Consigne 1: Quelles sont toutes les années citées dans l'extrait sur Mgr Van Thuan ?
Consigne 2: Mettez à jour l'extrait sur Mgr Van Thuan de « François-Xavier Nguyen Van » à « grand saint contemporain. » en remplaçant « biographie » par « étude ».
Consigne 3:
Dans l'extrait sur Mgr Van Thuan :
(a) À quel âge entre-t-il au petit séminaire ?
(b) Dans quelle ville est-il envoyé à la fin du séminaire ?
(c) À quelle date est-il arrêté ?

Extrait:
+--
François-Xavier Nguyen Van Thuan (1928-2002), homme d’une profonde spiritualité, est un évêque vietnamien qui lutta héroïquement contre le communisme et qui a été reconnu vénérable en 2017. Une magnifique biographie vient de lui être consacrée, occasion de découvrir un grand saint contemporain.
15 août 1975. Arrestation de Monseigneur Van Thuan qui vient d’être nommé archevêque coadjuteur de Saïgon. Les communistes, au pouvoir depuis peu sur l’ensemble du Vietnam, pensent ainsi mettre hors état de nuire un prélat dont les multiples actions évangéliques engendrent méfiance et panique de leur part. Cependant, ils ne se doutent pas de la force de la foi de leur prisonnier, qui déclarait quelques mois plus tôt : « Je serai martyr de ma foi. C’est le rôle normal d’un évêque. »
Qui est-il Monsieur Thuan comme l’appelleront les adhérents du Parti durant ces années d’emprisonnement ? Un passionné de Dieu, rien de moins. Le Seigneur prit la première place dans son âme dès ses jeunes années ; il entre au petit séminaire à 13 ans et fait déjà preuve d’une persévérance remarquable face à la dureté de la vie là-bas, sorte de préparation aux déchaînements futurs.
Élève studieux et brillant, sa curiosité intellectuelle n’est jamais assouvie. Ce profil lui vaut d’être envoyé à Rome à la fin du séminaire, où il devient docteur en Droit canon avec la plus haute distinction. Il ne tire pourtant aucune gloire ni des origines ni de ses talents divers et son humilité ne cessera d’en étonner plus d’un au cours des années : « Celui qui vit sous le regard de Dieu ne peut être orgueilleux. De quoi pourrait-il être fier ? Tout vient de Dieu. »
+--
Segment de données:
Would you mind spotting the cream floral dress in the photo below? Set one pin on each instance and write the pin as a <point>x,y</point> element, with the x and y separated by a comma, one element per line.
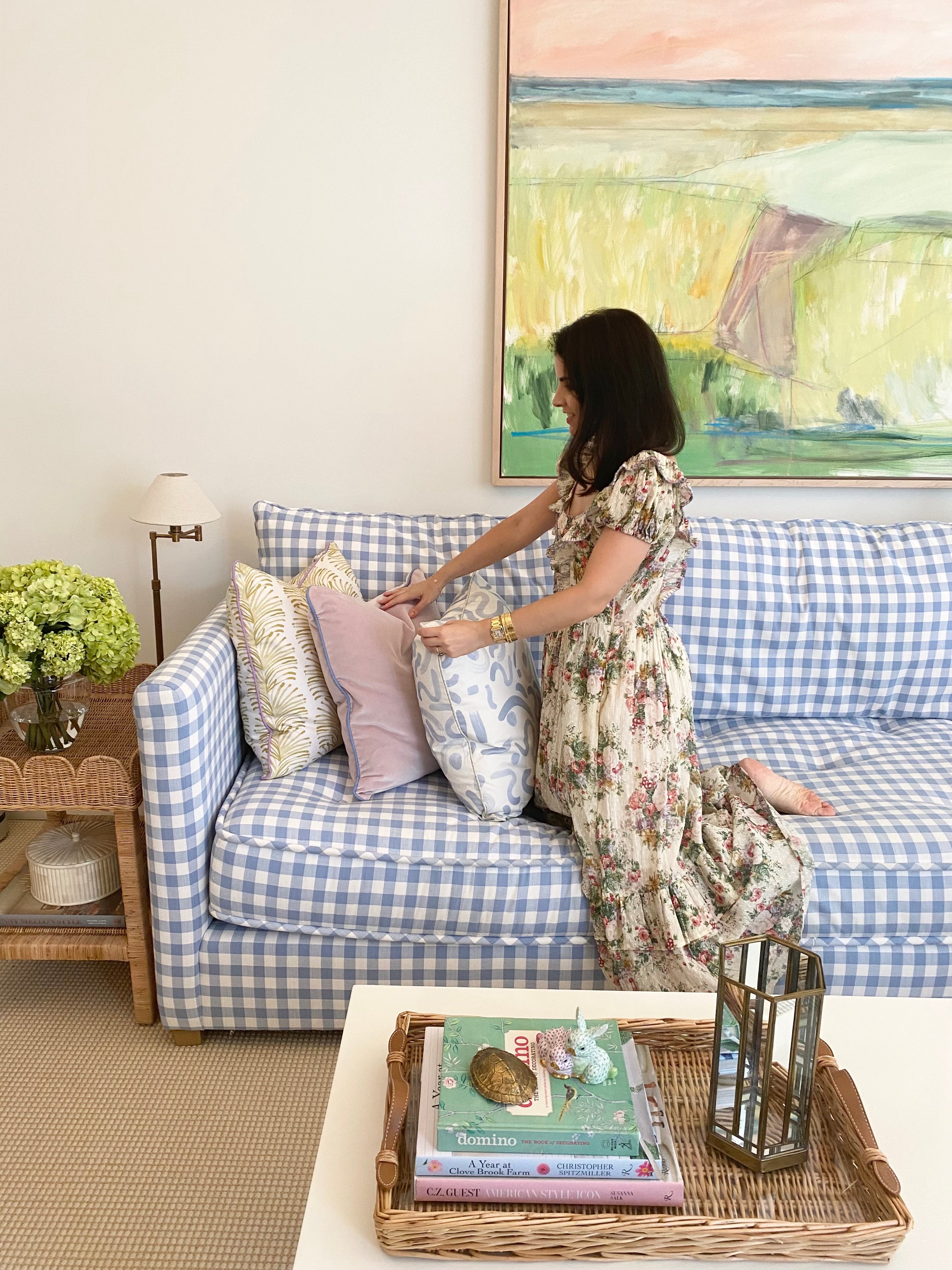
<point>675,860</point>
+--
Réponse finale 1: 1928, 2002, 2017, 1975

Réponse finale 2:
François-Xavier Nguyen Van Thuan (1928-2002), homme d’une profonde spiritualité, est un évêque vietnamien qui lutta héroïquement contre le communisme et qui a été reconnu vénérable en 2017. Une magnifique étude vient de lui être consacrée, occasion de découvrir un grand saint contemporain.

Réponse finale 3:
(a) À 13 ans.
(b) À Rome.
(c) Le 15 août 1975.